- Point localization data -
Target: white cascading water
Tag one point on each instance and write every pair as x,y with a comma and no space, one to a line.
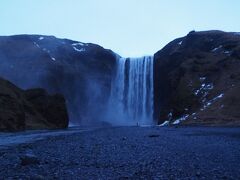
131,100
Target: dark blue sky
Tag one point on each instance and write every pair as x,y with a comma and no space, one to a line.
129,27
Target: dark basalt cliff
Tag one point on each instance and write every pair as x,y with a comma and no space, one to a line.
197,79
30,109
82,72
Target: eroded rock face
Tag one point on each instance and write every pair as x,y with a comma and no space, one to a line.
197,77
31,109
82,72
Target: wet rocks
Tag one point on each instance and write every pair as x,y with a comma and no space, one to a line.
198,79
30,109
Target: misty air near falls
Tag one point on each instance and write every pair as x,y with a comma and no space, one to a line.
128,89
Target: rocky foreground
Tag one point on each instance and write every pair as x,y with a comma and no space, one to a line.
126,153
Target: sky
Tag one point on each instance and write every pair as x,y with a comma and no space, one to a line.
131,28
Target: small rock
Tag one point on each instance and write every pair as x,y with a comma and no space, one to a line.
29,159
153,135
198,173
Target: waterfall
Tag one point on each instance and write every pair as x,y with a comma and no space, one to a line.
131,100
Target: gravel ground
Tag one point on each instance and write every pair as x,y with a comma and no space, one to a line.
127,153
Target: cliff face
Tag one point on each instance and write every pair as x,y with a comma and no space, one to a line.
82,72
30,109
197,79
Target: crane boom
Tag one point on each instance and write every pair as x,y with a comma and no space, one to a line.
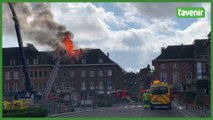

- Aim of the task -
Please transcribe, word for word, every line from the first line of the records above through the line containing "Target: dark basalt cliff", and leave out any pictures.

- Answer to this problem -
Target: white cascading water
Tag one point on each instance and write every pair as x,y with a comma and no space, one to a line.
131,100
Target: dark blue sky
Tag one point on each instance and write every pair as x,y with a comma and no space, one to a line.
129,27
Target: dark basalt cliff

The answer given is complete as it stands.